# Required task:
Please count how many lines in the entries below contain the word "cloud". Reply with that number only.

= = = = =

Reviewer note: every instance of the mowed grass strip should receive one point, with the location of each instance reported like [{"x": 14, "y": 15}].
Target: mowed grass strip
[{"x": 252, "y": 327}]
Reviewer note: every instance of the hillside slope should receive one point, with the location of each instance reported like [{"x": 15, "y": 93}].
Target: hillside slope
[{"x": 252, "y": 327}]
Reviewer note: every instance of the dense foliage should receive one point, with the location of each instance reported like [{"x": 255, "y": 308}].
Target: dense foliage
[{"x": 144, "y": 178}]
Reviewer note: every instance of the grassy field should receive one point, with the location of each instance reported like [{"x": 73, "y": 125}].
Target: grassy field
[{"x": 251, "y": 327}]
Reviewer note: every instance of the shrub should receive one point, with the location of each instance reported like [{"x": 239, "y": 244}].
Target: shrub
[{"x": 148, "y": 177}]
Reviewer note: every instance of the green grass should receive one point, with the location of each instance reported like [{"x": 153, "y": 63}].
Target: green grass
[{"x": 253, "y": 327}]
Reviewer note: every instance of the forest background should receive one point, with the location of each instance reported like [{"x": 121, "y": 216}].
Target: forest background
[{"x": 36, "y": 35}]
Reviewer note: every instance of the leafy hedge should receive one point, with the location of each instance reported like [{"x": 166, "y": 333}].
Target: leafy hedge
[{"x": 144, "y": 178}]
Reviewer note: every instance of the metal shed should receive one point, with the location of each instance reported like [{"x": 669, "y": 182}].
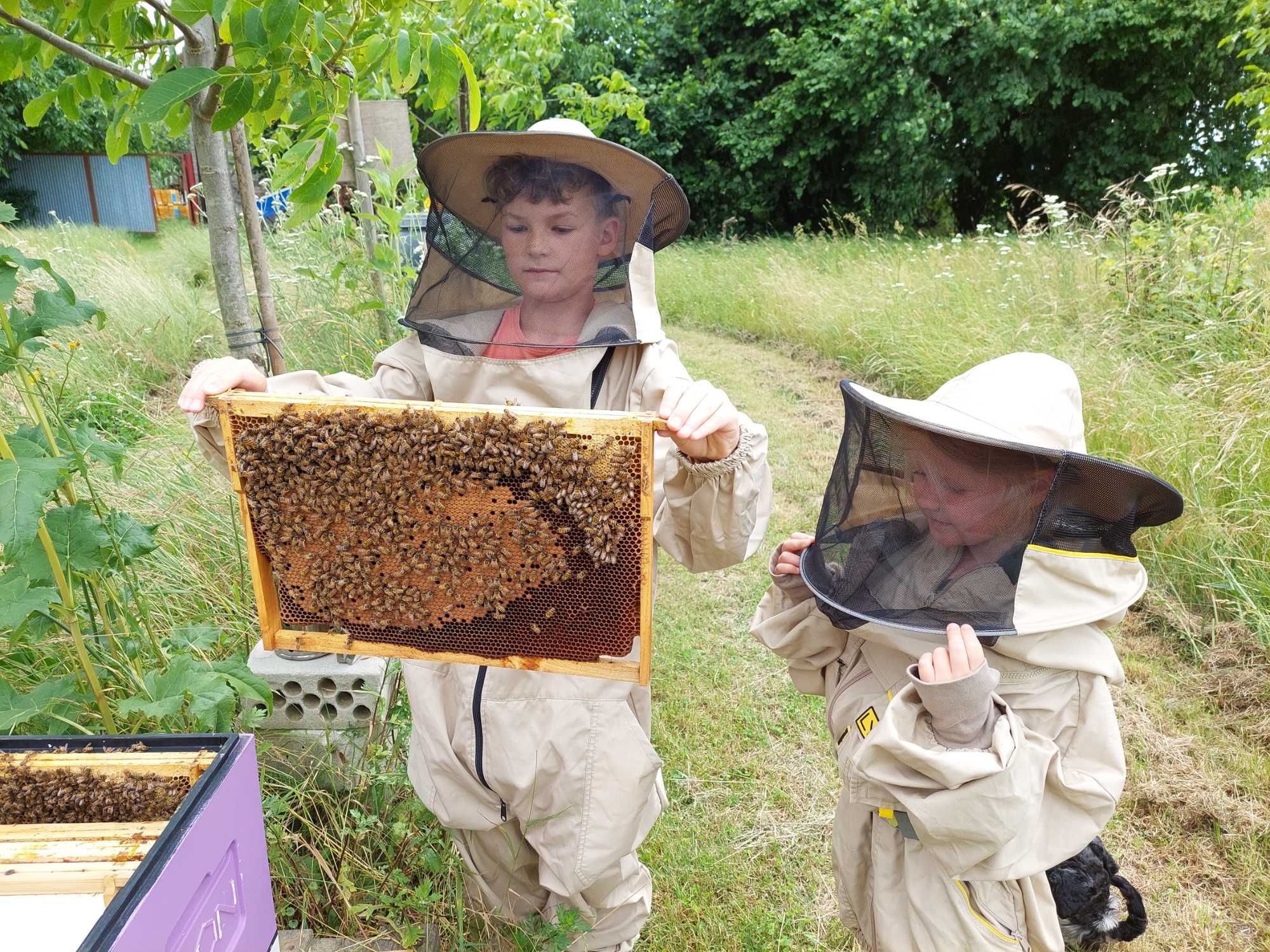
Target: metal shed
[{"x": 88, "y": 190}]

= = = = =

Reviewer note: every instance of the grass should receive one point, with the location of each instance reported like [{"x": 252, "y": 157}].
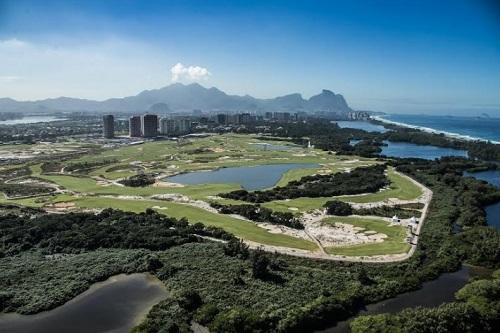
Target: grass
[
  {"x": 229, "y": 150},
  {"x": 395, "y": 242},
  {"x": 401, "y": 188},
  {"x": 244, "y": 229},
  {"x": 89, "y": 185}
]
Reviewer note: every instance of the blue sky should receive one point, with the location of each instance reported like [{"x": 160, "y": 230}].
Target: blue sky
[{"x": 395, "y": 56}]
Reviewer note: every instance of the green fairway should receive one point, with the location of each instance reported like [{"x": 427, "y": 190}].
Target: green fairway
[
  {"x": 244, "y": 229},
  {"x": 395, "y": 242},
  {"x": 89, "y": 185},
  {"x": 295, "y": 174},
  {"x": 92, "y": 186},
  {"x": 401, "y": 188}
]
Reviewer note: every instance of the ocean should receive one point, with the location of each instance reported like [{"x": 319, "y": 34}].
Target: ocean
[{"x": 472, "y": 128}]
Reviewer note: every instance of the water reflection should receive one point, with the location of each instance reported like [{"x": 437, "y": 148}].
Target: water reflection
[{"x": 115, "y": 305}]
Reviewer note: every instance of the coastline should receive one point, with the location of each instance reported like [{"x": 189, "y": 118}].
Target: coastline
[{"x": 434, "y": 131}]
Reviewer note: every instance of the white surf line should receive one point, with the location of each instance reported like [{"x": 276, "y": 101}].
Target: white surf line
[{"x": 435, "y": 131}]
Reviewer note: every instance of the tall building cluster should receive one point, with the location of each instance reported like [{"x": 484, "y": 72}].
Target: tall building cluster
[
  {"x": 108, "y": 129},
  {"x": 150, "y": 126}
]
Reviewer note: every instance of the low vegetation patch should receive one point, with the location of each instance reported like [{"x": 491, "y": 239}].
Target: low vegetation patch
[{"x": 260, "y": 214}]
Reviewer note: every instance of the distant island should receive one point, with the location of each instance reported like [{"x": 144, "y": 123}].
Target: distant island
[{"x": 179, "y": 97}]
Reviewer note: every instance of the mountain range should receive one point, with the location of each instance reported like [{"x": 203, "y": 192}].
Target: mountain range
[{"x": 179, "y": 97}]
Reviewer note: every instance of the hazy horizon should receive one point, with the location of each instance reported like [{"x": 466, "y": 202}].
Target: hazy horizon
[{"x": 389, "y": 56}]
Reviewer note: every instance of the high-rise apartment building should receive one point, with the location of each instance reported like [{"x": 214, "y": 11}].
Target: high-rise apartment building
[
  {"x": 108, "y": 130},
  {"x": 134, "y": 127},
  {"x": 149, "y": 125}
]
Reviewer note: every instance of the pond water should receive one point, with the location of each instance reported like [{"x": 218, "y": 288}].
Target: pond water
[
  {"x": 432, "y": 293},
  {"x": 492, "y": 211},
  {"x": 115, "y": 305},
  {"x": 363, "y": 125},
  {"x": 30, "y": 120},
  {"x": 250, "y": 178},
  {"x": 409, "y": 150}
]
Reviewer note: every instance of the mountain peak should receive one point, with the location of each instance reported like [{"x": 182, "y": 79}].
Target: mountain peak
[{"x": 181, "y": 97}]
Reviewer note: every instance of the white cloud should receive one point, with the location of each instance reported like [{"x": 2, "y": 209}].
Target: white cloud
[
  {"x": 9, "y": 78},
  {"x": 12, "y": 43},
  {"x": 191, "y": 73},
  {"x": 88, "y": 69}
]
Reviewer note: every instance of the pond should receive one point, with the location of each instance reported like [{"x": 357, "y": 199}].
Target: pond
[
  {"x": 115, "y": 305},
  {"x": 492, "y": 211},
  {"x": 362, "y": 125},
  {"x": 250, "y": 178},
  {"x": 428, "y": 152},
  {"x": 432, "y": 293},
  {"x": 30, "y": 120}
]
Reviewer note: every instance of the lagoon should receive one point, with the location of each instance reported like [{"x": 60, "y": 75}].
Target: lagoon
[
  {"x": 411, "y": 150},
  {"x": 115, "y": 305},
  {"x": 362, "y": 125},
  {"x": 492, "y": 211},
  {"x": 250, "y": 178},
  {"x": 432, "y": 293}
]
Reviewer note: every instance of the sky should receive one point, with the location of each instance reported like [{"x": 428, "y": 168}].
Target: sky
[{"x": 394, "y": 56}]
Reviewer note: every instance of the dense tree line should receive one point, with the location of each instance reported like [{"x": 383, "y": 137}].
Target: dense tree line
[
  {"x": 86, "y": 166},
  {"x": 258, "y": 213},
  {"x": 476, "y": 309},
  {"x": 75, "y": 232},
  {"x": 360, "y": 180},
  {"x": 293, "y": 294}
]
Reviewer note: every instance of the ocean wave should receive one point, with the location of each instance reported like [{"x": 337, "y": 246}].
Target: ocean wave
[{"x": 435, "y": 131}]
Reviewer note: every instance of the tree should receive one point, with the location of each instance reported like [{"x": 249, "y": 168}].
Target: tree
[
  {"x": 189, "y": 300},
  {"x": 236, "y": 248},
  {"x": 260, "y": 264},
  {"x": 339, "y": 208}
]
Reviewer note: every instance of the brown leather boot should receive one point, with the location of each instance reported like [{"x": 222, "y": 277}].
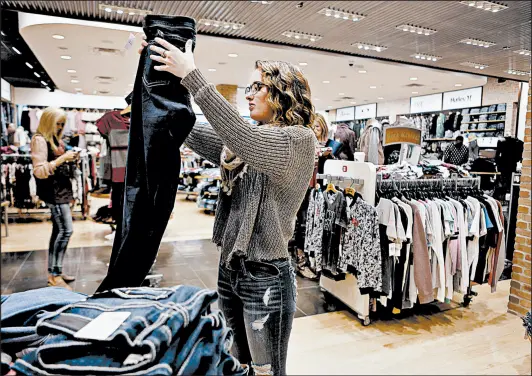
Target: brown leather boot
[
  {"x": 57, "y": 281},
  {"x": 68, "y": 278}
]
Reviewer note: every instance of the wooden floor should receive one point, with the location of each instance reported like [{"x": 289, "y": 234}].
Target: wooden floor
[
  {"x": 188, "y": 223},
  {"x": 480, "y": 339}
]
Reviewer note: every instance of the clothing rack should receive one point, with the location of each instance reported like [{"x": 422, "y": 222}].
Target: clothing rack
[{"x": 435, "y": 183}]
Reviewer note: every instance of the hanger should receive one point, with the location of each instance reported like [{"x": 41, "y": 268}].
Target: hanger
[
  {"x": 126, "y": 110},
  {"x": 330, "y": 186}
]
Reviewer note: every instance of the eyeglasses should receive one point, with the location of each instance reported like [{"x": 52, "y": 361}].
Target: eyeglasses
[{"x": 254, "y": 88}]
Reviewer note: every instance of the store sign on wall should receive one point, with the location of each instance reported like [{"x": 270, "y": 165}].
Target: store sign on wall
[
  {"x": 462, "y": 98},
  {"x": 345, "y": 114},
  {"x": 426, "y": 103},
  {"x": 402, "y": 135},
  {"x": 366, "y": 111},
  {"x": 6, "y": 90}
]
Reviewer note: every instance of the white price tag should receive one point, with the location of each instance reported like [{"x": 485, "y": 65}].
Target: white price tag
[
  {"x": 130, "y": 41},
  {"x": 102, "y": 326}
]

= = = = =

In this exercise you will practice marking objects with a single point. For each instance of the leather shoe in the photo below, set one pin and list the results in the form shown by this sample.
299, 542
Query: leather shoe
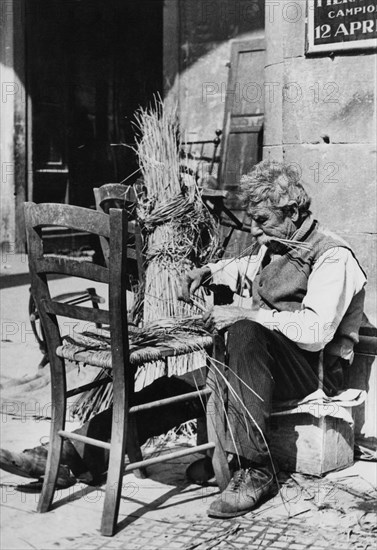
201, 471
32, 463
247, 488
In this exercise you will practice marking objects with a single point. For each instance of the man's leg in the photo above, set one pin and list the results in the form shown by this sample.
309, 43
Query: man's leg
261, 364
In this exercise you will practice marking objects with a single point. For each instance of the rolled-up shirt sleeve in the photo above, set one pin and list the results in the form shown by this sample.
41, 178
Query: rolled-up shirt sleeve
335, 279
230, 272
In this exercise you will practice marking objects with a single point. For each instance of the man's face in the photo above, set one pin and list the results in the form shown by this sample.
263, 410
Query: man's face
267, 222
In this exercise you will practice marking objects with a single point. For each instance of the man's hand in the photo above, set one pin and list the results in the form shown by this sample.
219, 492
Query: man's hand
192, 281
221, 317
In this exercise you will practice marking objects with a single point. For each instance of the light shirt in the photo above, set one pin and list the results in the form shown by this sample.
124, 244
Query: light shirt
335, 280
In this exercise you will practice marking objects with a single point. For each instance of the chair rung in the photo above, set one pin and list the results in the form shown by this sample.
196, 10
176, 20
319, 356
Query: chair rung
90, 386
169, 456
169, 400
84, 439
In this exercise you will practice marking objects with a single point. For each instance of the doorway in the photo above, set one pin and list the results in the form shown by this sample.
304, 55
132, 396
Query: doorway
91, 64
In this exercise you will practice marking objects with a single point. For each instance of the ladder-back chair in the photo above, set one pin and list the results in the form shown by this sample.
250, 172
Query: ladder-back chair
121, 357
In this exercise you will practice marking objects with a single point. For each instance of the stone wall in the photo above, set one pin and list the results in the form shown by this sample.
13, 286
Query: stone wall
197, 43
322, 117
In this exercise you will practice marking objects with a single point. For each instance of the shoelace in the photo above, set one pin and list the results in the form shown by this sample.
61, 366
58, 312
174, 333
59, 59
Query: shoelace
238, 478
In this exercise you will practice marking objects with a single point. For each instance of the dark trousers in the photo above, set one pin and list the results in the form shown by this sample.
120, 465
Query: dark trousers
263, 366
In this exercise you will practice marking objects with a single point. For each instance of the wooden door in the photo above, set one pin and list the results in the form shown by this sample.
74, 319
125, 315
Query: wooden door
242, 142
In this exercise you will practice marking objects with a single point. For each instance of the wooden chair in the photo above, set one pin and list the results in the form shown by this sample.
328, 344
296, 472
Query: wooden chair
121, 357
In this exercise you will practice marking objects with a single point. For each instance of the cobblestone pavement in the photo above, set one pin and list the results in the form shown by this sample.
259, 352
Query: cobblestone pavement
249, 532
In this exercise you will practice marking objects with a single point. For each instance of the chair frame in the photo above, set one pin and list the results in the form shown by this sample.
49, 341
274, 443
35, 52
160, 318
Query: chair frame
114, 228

= = = = =

# Answer:
2